**SELECTED TEXT**
-- Opening Marker --

Personalised nutrition

The number of people suffering from health problems related to unhealthy diets in the Netherlands is still rising: obesity and its associated problems such as type II diabetes and cardiovascular disease. Public health campaigns, most of them with a one-size-fits-all approach, have hardly been effective in mitigating the nutrition-related non-communicable diseases and its consequences. Recent academic studies in the field of human nutrition show that differences between individuals determine how their health is affected by their diet. This implies that different individuals could respond differently to the same their diets.

Measuring consumer characteristics

People differ in numerous ways, not only physically, but also socially and psychologically. In addition to insight into health status and food intake, consumer characteristics have to be taken into account as a basis for personalisation. Ideally, a personalised advice should take a consumer’s unique circumstances into account. Not only socio-demographic characteristics, such as household composition or age, but also social-psychological factors should be measured to tailor nutritional advice to the person. From previous consumer research we know the characteristics that correspond to an interest in personalised nutrition. People who have been diagnosed with a lifestyle-related health condition (e.g. high blood pressure, obesity) are more motivated to comply with personalised nutrition advice. A sense of nutrition self-efficacy, an internal locus of control, commitment to health, and trust in the efficacy of proper regulatory control to protect consumers are characteristics that positively affect consumers’ intentions for personalised nutrition.

-- Closing Marker --

**Collection entries**
-- Opening Marker --

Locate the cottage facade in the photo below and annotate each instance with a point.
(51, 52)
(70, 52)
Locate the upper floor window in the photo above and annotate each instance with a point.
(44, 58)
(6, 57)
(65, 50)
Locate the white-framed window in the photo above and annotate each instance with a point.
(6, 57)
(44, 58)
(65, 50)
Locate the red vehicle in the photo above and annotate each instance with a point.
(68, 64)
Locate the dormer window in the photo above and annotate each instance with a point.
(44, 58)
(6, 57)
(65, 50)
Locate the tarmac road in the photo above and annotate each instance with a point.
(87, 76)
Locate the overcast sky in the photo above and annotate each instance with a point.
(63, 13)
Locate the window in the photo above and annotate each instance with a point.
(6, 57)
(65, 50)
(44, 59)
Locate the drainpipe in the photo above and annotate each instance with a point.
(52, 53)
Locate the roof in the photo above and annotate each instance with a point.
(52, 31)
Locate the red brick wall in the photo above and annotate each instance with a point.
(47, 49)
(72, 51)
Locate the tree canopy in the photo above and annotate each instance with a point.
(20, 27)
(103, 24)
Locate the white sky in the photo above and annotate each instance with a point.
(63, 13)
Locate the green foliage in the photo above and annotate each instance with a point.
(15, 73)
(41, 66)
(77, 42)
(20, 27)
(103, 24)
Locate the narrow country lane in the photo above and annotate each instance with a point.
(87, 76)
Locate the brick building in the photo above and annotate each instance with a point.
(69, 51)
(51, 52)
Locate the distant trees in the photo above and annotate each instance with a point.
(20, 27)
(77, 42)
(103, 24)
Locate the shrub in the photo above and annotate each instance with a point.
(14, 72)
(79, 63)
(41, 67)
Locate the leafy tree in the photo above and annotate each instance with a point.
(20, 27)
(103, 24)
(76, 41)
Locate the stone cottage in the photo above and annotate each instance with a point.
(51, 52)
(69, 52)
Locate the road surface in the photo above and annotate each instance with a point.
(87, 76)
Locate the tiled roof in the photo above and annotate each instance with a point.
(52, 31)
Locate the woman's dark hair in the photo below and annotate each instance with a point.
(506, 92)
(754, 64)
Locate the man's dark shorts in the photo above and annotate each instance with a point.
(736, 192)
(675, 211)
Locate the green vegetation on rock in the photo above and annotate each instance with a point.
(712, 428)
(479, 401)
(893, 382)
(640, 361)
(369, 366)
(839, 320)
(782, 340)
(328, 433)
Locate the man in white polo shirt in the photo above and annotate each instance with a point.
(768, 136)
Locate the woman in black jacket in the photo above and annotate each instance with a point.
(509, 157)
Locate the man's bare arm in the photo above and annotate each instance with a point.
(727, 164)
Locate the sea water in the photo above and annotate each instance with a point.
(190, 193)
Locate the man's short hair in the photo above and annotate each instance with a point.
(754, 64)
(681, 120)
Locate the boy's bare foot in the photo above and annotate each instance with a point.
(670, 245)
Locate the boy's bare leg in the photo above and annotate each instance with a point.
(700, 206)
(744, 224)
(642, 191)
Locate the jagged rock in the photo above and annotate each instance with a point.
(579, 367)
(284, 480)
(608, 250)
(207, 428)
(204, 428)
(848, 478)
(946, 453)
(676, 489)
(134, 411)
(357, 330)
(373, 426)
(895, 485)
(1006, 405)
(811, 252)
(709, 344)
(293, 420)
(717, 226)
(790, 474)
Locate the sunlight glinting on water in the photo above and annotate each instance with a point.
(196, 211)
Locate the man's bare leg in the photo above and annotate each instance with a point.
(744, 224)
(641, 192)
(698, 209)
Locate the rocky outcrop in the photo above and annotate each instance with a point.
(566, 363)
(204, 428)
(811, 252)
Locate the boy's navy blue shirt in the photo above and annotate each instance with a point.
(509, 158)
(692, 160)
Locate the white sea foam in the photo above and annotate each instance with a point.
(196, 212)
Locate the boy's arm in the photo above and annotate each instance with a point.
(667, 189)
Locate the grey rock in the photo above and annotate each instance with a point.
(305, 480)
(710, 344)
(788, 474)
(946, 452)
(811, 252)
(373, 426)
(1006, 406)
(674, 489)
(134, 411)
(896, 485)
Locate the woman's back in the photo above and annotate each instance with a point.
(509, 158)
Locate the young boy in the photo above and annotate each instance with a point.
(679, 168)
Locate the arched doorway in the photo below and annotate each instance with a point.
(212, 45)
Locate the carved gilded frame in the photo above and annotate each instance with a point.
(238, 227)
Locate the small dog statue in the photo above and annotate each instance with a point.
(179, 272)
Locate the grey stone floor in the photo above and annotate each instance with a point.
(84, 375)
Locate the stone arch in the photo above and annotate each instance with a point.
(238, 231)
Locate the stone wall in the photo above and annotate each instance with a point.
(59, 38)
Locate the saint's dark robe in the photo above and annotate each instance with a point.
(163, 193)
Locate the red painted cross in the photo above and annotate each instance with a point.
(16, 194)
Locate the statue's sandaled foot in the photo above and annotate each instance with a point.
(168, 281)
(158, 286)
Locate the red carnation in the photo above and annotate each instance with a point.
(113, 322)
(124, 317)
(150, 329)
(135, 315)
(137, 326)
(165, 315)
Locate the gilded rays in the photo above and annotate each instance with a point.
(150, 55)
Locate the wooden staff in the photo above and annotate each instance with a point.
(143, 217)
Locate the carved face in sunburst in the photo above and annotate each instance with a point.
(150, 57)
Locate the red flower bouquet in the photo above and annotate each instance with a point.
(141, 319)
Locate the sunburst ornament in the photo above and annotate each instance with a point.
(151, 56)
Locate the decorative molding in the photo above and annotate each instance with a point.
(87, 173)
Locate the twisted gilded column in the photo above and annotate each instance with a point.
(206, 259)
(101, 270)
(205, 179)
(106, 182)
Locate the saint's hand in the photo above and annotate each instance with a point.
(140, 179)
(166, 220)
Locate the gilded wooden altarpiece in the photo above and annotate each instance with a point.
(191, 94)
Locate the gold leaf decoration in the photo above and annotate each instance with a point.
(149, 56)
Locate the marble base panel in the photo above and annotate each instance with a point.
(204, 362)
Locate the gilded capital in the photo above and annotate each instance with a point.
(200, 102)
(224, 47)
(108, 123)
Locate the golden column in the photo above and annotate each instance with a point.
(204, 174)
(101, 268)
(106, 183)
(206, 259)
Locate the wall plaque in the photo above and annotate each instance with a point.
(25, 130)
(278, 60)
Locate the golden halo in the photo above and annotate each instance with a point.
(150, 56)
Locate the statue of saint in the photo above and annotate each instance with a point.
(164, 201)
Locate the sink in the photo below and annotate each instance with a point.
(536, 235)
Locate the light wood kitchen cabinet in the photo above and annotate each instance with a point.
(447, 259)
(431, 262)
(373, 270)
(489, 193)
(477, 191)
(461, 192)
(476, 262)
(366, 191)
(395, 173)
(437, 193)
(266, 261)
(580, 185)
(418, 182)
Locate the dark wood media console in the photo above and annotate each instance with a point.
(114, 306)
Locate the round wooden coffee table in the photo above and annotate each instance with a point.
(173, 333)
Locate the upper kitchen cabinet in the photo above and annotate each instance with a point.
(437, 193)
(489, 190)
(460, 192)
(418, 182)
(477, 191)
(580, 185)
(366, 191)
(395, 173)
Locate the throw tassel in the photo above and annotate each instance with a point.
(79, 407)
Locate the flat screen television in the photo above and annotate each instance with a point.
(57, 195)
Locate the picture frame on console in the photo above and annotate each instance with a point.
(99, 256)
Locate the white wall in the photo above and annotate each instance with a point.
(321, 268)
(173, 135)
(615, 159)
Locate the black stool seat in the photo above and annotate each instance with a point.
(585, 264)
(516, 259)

-- Closing Marker --

**PROBLEM SET**
(a) List the characteristics that the text on personalised nutrition says positively affect consumers' intentions for personalised nutrition.
(b) Shorten the paragraph of the personalised nutrition text that begins "The number of people suffering from health problems" while keeping its main facts.
(c) Resume the text on personalised nutrition after its final sentence.

**RESULTS**
(a)
- A sense of nutrition self-efficacy
- An internal locus of control
- Commitment to health
- Trust in the efficacy of proper regulatory control to protect consumers

(b) In the Netherlands, diet-related health problems such as obesity, type II diabetes and cardiovascular disease keep increasing. Public health campaigns, mostly one-size-fits-all, have done little to reduce these diseases. Recent nutrition research shows that individual differences determine how diet affects health, so people may respond differently to the same diet.

(c)
Consumer acceptance of personalised nutrition

Consumers differ in their willingness to adapt their lifestyles based on personalised advice. Generally, there are some conditions that have to be met before they will decide to adhere to it. It has to deliver actual and clear benefits, and these need to exceed benefits consumers can obtain by regular nutrition recommendations. In this respect, insight into underlying motives and (food) preferences of consumers, and how these motives could differ for different contexts, is crucial. People also make a trade-off between the benefits they can obtain and the risks they run by disclosing personal information. In this trade-off, consumers weigh providers’ commercial interests and their competence. Freedom of choice is unnegotiable for consumers. Another facet that should be taken into account is the extent to which consumers are willing to use different technologies and measurements (i.e., do-it-yourself measurement technologies) that are involved in a personalised approach.

Communicating personalised advice

Attention should be paid to how generated personalised advice should be communicated to consumers. Providing a personalised advice without taking into account how this should be communicated may result in an advice that does not last, despite being well-tailored. For example, some consumers like to have more information, whereas others want less information. In addition, some people like to have more choice options than other people. Also, the framing of the message could depend on to whom the message is targeted and the format in which it is brought. For example, you can think of: education, gaming, framing of the message, nudging (in a personalised context) or social benchmarking.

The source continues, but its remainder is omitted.